- [What is asked]
Turn the material below into a numbered list with one line per item, skipping blank lines and leaving out the pictures.

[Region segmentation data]
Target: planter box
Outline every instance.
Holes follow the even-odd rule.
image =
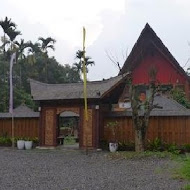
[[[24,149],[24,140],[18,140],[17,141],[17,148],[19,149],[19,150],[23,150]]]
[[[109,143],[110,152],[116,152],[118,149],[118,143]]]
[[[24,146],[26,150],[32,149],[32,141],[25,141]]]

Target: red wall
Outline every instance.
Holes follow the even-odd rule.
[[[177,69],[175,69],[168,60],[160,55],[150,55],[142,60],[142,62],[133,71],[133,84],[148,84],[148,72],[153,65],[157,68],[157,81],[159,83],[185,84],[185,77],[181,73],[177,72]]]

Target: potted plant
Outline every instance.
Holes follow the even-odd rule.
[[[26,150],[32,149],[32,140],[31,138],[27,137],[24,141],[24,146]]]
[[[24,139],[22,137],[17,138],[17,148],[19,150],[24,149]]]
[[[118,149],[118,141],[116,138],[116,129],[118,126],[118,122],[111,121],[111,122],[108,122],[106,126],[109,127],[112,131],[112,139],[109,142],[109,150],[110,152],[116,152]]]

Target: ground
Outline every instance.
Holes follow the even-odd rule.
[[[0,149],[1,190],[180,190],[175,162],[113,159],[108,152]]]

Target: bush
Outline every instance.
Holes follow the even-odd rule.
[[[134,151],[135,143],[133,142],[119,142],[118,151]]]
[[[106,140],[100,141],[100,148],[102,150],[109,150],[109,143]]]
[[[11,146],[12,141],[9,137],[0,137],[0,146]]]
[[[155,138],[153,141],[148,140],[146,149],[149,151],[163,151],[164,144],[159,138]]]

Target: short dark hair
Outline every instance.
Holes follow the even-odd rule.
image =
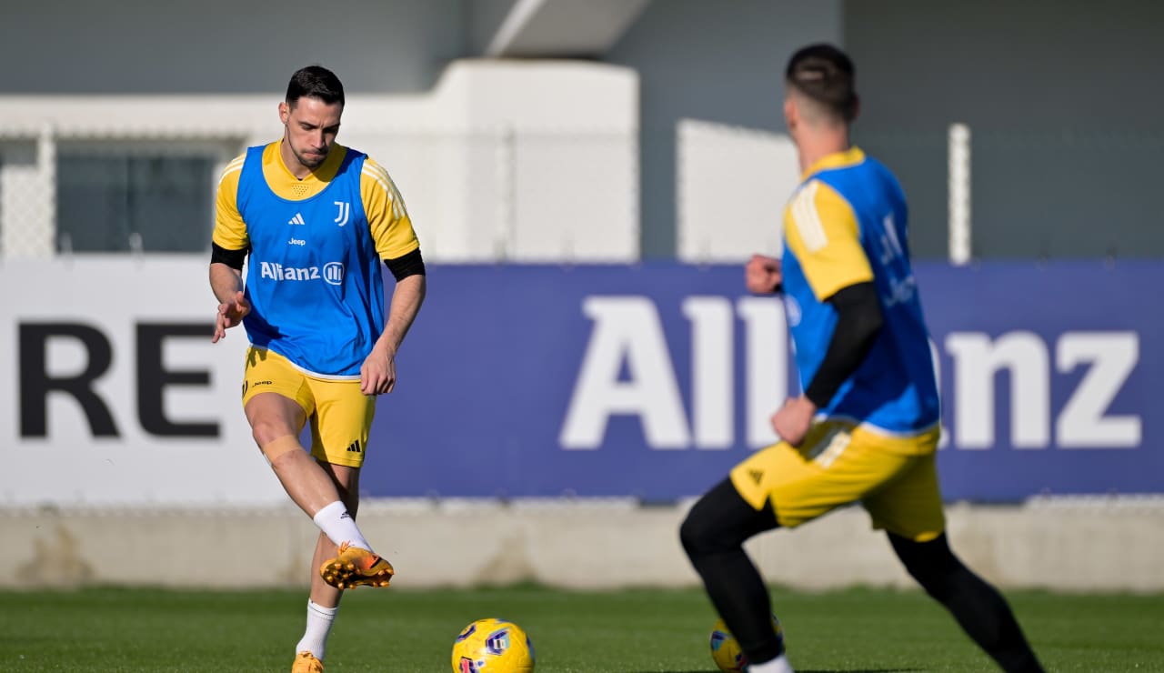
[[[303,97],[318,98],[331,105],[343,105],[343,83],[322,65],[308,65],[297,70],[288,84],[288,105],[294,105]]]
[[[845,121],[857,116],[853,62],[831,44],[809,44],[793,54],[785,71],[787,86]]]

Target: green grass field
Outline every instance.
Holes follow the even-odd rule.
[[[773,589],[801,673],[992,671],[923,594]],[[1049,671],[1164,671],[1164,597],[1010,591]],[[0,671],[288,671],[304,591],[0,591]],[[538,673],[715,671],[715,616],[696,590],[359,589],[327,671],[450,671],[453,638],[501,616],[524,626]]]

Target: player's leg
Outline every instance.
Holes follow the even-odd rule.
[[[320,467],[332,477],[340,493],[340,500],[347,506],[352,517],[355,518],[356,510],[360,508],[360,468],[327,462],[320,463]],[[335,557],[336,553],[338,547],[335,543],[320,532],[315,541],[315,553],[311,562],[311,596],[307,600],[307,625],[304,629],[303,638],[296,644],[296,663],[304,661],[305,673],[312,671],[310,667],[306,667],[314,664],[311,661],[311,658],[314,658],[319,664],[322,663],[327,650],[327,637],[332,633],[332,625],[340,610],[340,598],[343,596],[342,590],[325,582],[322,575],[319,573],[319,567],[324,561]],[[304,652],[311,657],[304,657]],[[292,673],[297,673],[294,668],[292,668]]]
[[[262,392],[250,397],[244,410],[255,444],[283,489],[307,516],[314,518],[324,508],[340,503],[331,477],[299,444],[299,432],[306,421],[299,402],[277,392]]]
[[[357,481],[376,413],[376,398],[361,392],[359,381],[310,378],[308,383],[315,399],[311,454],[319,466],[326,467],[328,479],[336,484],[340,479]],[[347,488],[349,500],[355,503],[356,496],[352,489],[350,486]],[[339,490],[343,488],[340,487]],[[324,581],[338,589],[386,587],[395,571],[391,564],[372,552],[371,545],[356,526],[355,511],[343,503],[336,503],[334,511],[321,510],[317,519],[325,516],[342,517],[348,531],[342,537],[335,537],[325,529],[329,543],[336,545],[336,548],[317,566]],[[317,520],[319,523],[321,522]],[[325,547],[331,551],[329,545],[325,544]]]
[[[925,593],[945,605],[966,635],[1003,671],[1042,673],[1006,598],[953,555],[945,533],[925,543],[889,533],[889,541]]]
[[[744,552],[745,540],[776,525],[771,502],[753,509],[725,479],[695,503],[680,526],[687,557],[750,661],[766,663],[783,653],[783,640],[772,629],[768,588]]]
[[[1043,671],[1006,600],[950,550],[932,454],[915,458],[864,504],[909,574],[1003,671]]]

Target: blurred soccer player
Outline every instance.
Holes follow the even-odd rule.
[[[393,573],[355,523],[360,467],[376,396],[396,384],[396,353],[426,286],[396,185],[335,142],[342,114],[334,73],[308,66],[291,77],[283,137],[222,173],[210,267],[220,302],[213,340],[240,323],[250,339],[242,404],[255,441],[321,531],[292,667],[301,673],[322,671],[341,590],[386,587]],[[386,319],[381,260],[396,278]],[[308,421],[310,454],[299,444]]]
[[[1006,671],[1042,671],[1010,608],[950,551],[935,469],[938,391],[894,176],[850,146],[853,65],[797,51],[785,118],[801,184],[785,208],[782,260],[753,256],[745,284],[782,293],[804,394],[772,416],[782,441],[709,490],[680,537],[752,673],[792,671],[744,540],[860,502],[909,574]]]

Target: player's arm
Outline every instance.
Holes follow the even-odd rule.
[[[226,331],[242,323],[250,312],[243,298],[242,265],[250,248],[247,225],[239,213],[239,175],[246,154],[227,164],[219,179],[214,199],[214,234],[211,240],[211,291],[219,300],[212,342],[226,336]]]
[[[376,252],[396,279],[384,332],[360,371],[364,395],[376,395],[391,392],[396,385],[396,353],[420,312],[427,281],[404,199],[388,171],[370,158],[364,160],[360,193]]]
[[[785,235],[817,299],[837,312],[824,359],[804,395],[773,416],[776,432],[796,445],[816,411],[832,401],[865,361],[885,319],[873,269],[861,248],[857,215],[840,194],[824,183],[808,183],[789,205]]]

- [Exercise answer]
1. Target: planter box
2. Outline every instance.
3. Holes follow the even-odd rule.
4. image =
5. [[[24,149],[24,140],[18,140],[17,141],[17,148],[19,149],[19,150],[23,150]]]
6. [[[109,143],[110,152],[116,152],[118,149],[118,143]]]
7. [[[24,146],[26,150],[32,149],[32,141],[25,141]]]
8. Target: red wall
9. Outline every instance.
10. Holes follow the even-odd rule.
11. [[[177,69],[175,69],[168,60],[160,55],[150,55],[142,60],[142,62],[133,71],[133,84],[148,84],[148,72],[153,65],[157,68],[157,81],[159,83],[185,84],[185,77],[181,73],[177,72]]]
12. Target: potted plant
13. Outline every instance.
14. Holes follow the even-odd rule.
15. [[[26,150],[32,149],[32,140],[31,138],[27,137],[24,141],[24,146]]]
16. [[[24,139],[22,137],[17,138],[17,148],[19,150],[24,149]]]
17. [[[118,149],[118,141],[116,138],[116,129],[118,126],[118,122],[111,121],[111,122],[108,122],[106,126],[109,127],[112,131],[112,139],[109,142],[109,150],[110,152],[116,152]]]
18. Target: ground
19. Outline every instance.
20. Holes follow the even-odd rule.
21. [[[0,149],[1,190],[180,190],[175,162],[113,159],[108,152]]]
22. Target: bush
23. Outline every instance.
24. Holes follow the even-odd rule.
25. [[[134,151],[135,143],[133,142],[119,142],[118,151]]]
26. [[[106,140],[100,141],[100,148],[102,150],[109,150],[109,143]]]
27. [[[11,146],[12,141],[9,137],[0,137],[0,146]]]
28. [[[155,138],[153,141],[148,140],[146,149],[149,151],[163,151],[164,144],[159,138]]]
29. Target: short dark hair
30. Outline every instance.
31. Holes follow the even-odd rule.
32. image =
33. [[[303,97],[318,98],[331,105],[343,105],[343,83],[322,65],[308,65],[297,70],[288,84],[288,105],[294,105]]]
34. [[[845,121],[857,116],[853,62],[831,44],[809,44],[793,54],[785,71],[787,86]]]
35. Target: green grass field
36. Outline every instance.
37. Holes follow the even-odd rule.
38. [[[773,589],[801,673],[992,671],[923,594]],[[1049,671],[1164,671],[1164,597],[1010,591]],[[0,671],[288,671],[304,591],[0,591]],[[538,673],[715,671],[715,616],[696,590],[359,589],[327,671],[450,671],[453,638],[501,616],[524,626]]]
39. Target: player's leg
40. Outline every instance.
41. Holes follow the even-odd rule.
42. [[[320,467],[332,477],[340,493],[340,500],[347,506],[352,517],[355,518],[356,510],[360,508],[360,468],[327,462],[320,463]],[[335,557],[336,553],[338,547],[335,543],[320,532],[315,541],[315,553],[311,562],[311,596],[307,600],[307,625],[304,629],[303,638],[296,644],[296,663],[304,661],[305,673],[312,671],[310,667],[306,667],[314,664],[311,661],[311,658],[314,658],[319,664],[322,663],[327,650],[327,637],[332,633],[332,625],[340,610],[340,598],[343,596],[342,590],[325,582],[322,575],[319,573],[319,567],[324,561]],[[304,652],[311,657],[304,657]],[[292,673],[297,673],[294,668],[292,668]]]
43. [[[262,392],[250,397],[244,410],[255,444],[283,489],[307,516],[314,518],[324,508],[340,503],[331,477],[299,444],[299,432],[306,421],[299,402],[277,392]]]
44. [[[357,481],[376,413],[376,398],[361,392],[359,381],[310,378],[308,383],[315,399],[311,454],[319,466],[326,467],[328,479],[336,484],[340,479]],[[347,488],[349,500],[355,503],[356,496],[352,489],[350,486]],[[339,490],[343,488],[340,487]],[[324,581],[338,589],[386,587],[395,571],[391,564],[372,552],[371,545],[356,526],[355,511],[343,503],[336,503],[334,511],[321,510],[317,519],[325,516],[342,517],[348,531],[342,537],[335,537],[325,529],[329,543],[336,545],[336,548],[317,566]],[[317,520],[319,523],[321,522]],[[325,547],[331,551],[329,545],[325,544]]]
45. [[[925,593],[945,605],[966,635],[1003,671],[1042,673],[1006,598],[953,555],[945,533],[925,543],[889,533],[889,541]]]
46. [[[744,552],[745,540],[776,525],[771,502],[753,509],[725,479],[695,503],[680,526],[687,557],[750,661],[766,663],[783,653],[783,640],[772,629],[768,588]]]
47. [[[1043,671],[1006,600],[950,550],[932,454],[915,458],[864,504],[909,574],[1003,671]]]
48. Target: blurred soccer player
49. Outline every instance.
50. Holes follow the even-odd rule.
51. [[[393,573],[355,523],[360,467],[376,396],[396,384],[396,353],[426,286],[396,185],[335,142],[342,114],[334,73],[308,66],[291,77],[283,137],[222,173],[210,267],[220,302],[213,340],[240,323],[250,339],[242,404],[255,441],[321,531],[292,667],[301,673],[322,671],[341,590],[386,587]],[[386,319],[381,260],[396,278]],[[308,421],[310,454],[299,444]]]
52. [[[1006,671],[1042,671],[1010,608],[950,551],[935,469],[938,391],[894,176],[850,146],[853,65],[797,51],[785,118],[801,184],[785,208],[782,260],[753,256],[745,284],[782,293],[804,394],[772,416],[782,441],[709,490],[680,537],[752,673],[792,671],[744,540],[860,502],[909,574]]]
53. Target: player's arm
54. Outline every instance.
55. Holes follow the even-odd rule.
56. [[[226,331],[242,323],[250,312],[243,298],[242,265],[250,248],[247,225],[239,213],[239,175],[246,154],[227,164],[219,179],[214,199],[214,234],[211,240],[211,291],[219,300],[212,342],[226,336]]]
57. [[[376,252],[396,279],[384,332],[360,371],[364,395],[376,395],[391,392],[396,385],[396,353],[420,312],[427,281],[404,199],[388,171],[370,158],[364,160],[360,193]]]
58. [[[785,235],[817,299],[837,312],[824,359],[804,395],[773,416],[776,432],[796,445],[816,411],[832,401],[865,361],[885,319],[873,269],[861,248],[857,215],[840,194],[824,183],[808,183],[789,205]]]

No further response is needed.